**THE REQUEST**
The line containing "Target: moorhen. Locate" marks the start; return it and every line after it in the listing below, exactly, through the last.

(Excerpts of bounding box data)
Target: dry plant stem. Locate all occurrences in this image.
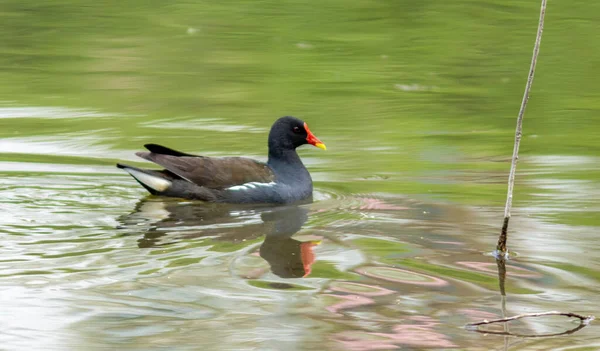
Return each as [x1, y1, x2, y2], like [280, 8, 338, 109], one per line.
[467, 311, 594, 327]
[496, 0, 546, 256]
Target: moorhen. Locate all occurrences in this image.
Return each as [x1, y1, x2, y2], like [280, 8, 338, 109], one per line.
[117, 116, 326, 204]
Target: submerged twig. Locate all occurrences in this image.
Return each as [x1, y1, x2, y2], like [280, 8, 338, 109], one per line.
[465, 311, 595, 338]
[496, 0, 546, 257]
[467, 311, 594, 327]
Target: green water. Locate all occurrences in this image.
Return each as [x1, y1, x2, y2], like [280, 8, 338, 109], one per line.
[0, 0, 600, 350]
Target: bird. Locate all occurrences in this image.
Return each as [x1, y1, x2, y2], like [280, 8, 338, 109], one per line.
[117, 116, 327, 204]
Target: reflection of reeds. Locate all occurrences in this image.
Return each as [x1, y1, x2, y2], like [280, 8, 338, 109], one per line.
[465, 257, 595, 342]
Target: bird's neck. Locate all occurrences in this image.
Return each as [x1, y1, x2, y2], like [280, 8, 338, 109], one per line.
[267, 149, 312, 183]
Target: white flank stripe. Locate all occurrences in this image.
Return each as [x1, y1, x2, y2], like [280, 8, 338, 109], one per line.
[225, 182, 275, 190]
[125, 168, 171, 191]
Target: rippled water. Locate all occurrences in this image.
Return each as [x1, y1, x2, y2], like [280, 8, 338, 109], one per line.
[0, 0, 600, 350]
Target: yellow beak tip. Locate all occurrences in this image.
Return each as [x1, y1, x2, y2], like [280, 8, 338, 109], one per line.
[315, 143, 327, 150]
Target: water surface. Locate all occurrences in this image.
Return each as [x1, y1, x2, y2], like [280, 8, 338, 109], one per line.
[0, 0, 600, 350]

**RESULT OF THE EXERCISE**
Target: moorhen. Locate all occurrences in this image.
Return each as [x1, y1, x2, y2], like [280, 8, 338, 109], one per line.
[117, 116, 326, 204]
Target: submerged twig. Locate all occurrences in this image.
Return each as [x1, y1, x2, y2], like [280, 8, 338, 109], one per line.
[465, 311, 595, 338]
[496, 0, 546, 257]
[467, 311, 594, 327]
Target: green water. Locate all occurrences in this image.
Return each as [x1, y1, x2, y2], like [280, 8, 338, 109], one per line.
[0, 0, 600, 350]
Target: bird. Locate all occurrences in this image.
Return each as [x1, y1, x2, y2], like [280, 8, 338, 109], one per line.
[117, 116, 327, 204]
Target: reflection of reeds. Locate all occurrences in this image.
Return each as [x1, y1, x2, y2], like [280, 8, 338, 109], one per line.
[465, 257, 595, 342]
Target: bird's neck. Locate all occurrences in this image.
Return each as [x1, y1, x2, y2], like [280, 8, 338, 109], one per line.
[267, 149, 312, 183]
Target: white flank stripe. Locate all occurrences in this image.
Return each as [x1, y1, x2, y2], like [280, 8, 338, 109], one per line.
[225, 182, 275, 190]
[125, 168, 171, 191]
Target: rippled water. Locate all occurrences in this image.
Return each as [x1, y1, x2, y2], like [280, 8, 338, 109], one per line.
[0, 0, 600, 350]
Target: yellow beak tip. Locate all occurrences in this image.
Return each as [x1, y1, x2, y2], like [280, 8, 338, 109], one per line.
[315, 143, 327, 150]
Target: water surface. Locate all occurrences in this image.
Return each as [x1, y1, x2, y2], like [280, 8, 338, 109], one per line.
[0, 0, 600, 350]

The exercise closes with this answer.